[Begin SUPPLIED PASSAGE]

April 16, 2012
Why should we read this book?
There are two reasons why we should read it and study it. First, at the heart of Christianity is a very personal relationship. Being a Christian is not going to church, reading a Bible or supporting missionaries; being a Christian is being in love with the Lord. The only point of singing hymns is that we are singing love songs. If we miss this, we miss everything.
So at the heart of the Bible is the very intimate, loving relationship between Solomon and a country girl.
The book adds a wider dimension to the portrayal of the relationship between God and his people. Sometimes in the Bible, God is spoken of as a husband and Israel as a wife. He courts her and marries her at Sinai when the covenant is established. When Israel goes after other gods, she is described as an adulteress.
This theme underlies the prophecy of Hosea. The Lord asks the prophet to find a prostitute in the street. He protests and asks God why. He is told to marry her, and she will have three children. She will love the first child, but not the second, and the third child, who won’t even be Hosea’s, is to be called ‘Not Mine’. God tells Hosea that she will return to life on the street in her old profession, leaving the three children with him. He is to find her, buy her back from the pimp who is controlling her and bring her back home, and then he is to love her again. Finally, God tells him to tell Israel that this is how God feels about them.

[End SUPPLIED PASSAGE]

* DIRECTION A:
Edit the passage about why to read this book, starting at "This theme underlies" and ending at "feels about them.", with "prostitute" replaced by "harlot".
* DIRECTION B:
According to the passage about why to read this book, where does God marry Israel?

[Begin EXCERPTED RECORDS]

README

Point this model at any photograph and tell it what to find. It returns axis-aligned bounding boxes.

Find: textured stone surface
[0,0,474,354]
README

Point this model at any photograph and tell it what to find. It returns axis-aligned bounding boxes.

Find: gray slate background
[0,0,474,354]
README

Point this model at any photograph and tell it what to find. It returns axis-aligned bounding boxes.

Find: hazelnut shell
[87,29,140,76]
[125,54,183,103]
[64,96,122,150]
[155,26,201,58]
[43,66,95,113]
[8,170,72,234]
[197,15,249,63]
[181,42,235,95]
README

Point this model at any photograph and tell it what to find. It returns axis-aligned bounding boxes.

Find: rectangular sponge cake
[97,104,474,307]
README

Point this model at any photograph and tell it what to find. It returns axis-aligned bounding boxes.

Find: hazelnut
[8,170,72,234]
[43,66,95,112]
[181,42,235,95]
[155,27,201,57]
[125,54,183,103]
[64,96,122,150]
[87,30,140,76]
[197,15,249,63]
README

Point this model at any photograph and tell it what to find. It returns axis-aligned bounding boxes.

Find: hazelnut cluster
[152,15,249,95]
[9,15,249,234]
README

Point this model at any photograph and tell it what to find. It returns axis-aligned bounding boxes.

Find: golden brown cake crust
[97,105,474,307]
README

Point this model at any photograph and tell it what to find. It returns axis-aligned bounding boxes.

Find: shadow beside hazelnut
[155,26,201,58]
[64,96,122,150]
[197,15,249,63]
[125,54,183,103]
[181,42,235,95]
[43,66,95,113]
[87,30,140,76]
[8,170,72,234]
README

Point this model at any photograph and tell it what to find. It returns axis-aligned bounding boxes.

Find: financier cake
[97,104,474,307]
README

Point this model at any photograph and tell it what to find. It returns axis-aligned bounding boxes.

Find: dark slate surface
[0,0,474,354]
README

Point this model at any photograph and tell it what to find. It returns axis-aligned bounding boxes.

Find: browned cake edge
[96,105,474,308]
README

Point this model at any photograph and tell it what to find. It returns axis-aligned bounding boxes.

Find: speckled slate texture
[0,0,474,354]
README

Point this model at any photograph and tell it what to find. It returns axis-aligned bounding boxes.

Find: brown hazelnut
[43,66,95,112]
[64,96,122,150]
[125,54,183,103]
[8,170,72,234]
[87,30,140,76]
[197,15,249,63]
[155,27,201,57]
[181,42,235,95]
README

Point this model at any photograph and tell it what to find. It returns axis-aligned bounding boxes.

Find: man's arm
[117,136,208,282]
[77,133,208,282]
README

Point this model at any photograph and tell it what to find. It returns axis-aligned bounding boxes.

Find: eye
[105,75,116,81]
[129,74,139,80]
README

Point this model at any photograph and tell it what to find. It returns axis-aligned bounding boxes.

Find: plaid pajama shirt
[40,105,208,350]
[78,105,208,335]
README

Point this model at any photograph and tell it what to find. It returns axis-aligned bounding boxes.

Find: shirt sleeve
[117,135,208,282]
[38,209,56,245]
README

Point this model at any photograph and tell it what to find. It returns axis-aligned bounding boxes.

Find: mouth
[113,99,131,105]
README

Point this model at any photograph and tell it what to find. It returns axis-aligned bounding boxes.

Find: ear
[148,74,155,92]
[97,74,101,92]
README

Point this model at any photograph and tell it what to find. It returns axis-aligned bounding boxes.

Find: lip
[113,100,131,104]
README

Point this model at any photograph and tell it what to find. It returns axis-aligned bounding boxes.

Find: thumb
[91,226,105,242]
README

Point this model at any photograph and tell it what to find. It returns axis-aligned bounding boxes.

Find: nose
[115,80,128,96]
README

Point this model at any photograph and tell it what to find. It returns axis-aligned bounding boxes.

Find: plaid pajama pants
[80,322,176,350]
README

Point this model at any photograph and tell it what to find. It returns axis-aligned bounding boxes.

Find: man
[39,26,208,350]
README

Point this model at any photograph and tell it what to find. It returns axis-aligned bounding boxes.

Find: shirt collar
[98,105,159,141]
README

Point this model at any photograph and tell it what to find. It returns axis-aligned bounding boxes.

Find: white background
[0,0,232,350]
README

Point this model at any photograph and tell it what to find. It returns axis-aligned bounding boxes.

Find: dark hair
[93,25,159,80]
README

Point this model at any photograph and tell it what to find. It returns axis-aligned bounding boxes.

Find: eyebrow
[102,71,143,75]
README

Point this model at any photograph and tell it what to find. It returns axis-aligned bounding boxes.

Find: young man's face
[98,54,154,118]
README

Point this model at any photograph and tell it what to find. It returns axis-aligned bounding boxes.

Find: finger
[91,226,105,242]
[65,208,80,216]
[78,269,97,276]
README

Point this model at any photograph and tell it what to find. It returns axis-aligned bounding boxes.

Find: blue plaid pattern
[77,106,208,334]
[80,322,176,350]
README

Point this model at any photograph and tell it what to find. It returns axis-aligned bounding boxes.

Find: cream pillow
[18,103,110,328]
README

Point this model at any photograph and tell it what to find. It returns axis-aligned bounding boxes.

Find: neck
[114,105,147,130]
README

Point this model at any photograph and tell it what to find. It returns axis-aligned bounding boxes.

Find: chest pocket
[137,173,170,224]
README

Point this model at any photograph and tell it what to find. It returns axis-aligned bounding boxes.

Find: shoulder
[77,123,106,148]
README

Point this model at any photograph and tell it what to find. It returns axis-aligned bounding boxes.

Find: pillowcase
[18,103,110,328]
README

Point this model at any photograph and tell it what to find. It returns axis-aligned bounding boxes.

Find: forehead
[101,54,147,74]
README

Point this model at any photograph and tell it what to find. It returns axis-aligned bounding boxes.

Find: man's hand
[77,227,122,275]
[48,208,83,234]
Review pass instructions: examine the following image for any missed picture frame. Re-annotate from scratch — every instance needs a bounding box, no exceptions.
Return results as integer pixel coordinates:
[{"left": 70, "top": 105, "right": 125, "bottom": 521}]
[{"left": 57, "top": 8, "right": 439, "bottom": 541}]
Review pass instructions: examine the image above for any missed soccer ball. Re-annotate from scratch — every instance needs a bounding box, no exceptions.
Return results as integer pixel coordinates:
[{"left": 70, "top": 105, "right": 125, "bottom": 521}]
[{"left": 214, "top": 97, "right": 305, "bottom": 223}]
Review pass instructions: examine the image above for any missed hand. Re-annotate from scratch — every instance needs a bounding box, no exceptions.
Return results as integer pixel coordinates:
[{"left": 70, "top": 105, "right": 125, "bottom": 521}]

[End EXCERPTED RECORDS]

* TASK RESPONSE A:
This theme underlies the prophecy of Hosea. The Lord asks the prophet to find a harlot in the street. He protests and asks God why. He is told to marry her, and she will have three children. She will love the first child, but not the second, and the third child, who won’t even be Hosea’s, is to be called ‘Not Mine’. God tells Hosea that she will return to life on the street in her old profession, leaving the three children with him. He is to find her, buy her back from the pimp who is controlling her and bring her back home, and then he is to love her again. Finally, God tells him to tell Israel that this is how God feels about them.

* TASK RESPONSE B:
At Sinai, when the covenant is established.